WHAT YOU NEED TO DO:
A. In the India excerpt, what did the narrator and Surjan Ramji eat in his office?
B. Can you render the records as a JSON list of strings, one string per line with blank lines omitted, starting with the line that contains "of the stained" and going on through the final line of the records, both included?

EXCERPT:
──────────
So as all the wonder and excitement of India’s newness wears off, I’m starting to map out a different kind of love, one strengthened by an interwoven blanket of both survival stories and savory moments. I can see now how the surviving reinforces the savoring, just like Caroline assured me. It’s a kind of love that will still be impossible to explain in passing conversation, but hey, that’s the best kind of love anyways. Now, in order to survive the lows that have grown increasingly shorter in length, intensity, and frequency, I go back to one lazy, hot Friday afternoon spent with Surjan Ramji last week. I sat in his office, while the rest of Phalodi was so quiet it seemed the entire town was taking its after-lunch nap at once. The only noise was the fan above us as we ate apples and grapes in smile-filled silence. I finally stopped wishing my Hindi was better and just accepted the silence, and watched a trail of tiny ants doggedly climb the wall next to me, and felt the kind of understanding that can only pass between two people without a common language.
──────────
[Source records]

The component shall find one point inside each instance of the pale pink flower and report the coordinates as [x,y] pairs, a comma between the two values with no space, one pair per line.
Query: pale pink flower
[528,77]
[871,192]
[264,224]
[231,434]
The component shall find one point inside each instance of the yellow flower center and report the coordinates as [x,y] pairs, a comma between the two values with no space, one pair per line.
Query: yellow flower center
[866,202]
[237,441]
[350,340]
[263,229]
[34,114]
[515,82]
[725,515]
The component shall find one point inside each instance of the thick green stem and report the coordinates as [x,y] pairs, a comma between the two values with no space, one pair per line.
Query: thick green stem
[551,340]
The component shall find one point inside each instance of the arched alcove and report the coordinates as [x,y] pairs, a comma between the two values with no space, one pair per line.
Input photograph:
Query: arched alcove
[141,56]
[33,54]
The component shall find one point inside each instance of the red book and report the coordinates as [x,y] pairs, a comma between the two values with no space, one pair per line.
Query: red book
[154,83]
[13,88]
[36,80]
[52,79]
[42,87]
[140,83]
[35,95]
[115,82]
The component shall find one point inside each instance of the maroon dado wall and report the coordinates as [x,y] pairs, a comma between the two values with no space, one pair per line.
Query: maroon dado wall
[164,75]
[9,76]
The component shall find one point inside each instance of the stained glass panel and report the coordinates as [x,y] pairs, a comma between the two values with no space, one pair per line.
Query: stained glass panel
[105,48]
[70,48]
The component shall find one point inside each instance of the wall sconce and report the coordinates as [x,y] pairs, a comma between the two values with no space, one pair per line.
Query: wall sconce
──────────
RESPONSES PER TASK:
A. Apples and grapes.

B.
[
  "The component shall find one point inside each instance of the stained glass panel and report the coordinates as [x,y] pairs, a comma between the two values with no space, one pair per line.",
  "Query: stained glass panel",
  "[105,48]",
  "[70,48]",
  "The component shall find one point inside each instance of the wall sconce and report the coordinates as [x,y] pairs, a comma between the two values with no space, one pair per line.",
  "Query: wall sconce"
]